== Exercise description ==
Rewrite the records below with every "Target" swapped for "Object", keeping everything else as it is.

== Records provided ==
######

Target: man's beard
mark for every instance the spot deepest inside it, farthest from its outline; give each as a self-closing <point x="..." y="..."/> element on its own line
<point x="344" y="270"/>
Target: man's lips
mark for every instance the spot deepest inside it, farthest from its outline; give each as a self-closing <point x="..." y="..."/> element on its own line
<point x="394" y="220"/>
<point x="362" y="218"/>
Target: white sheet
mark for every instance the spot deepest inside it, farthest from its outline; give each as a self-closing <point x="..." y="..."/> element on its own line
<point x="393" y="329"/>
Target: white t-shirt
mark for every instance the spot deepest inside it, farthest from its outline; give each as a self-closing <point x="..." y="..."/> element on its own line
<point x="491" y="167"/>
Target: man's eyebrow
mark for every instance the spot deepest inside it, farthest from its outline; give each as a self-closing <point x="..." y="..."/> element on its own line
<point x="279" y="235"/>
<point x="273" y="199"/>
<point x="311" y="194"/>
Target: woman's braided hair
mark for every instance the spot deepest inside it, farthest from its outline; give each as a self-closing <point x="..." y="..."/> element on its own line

######

== The completed task ==
Object: man's beard
mark for every instance the spot deepest inside it, farthest from its outline; give each as a self-closing <point x="..." y="..."/> element on its own line
<point x="344" y="270"/>
Object: man's lips
mark for every instance the spot deepest inside it, farthest from its outline; give each as a self-closing <point x="..." y="..."/> element on its own line
<point x="394" y="220"/>
<point x="362" y="218"/>
Object: white sheet
mark for every instance the spot deepest inside it, farthest from its outline; give each as a self-closing <point x="..." y="..."/> element on its own line
<point x="393" y="329"/>
Object: white t-shirt
mark for every instance the spot deepest inside it, farthest from its outline; give each as a self-closing <point x="..." y="..."/> element on its own line
<point x="491" y="167"/>
Object: man's eyebrow
mark for every instance the spot deepest inside it, farthest from its outline; give each as a self-closing <point x="..." y="..."/> element on its own line
<point x="279" y="235"/>
<point x="273" y="199"/>
<point x="311" y="194"/>
Object: woman's braided hair
mark for every instance the spot deepest inside it, farthest from its outline; give each as a self-closing <point x="..." y="..."/> element on its own line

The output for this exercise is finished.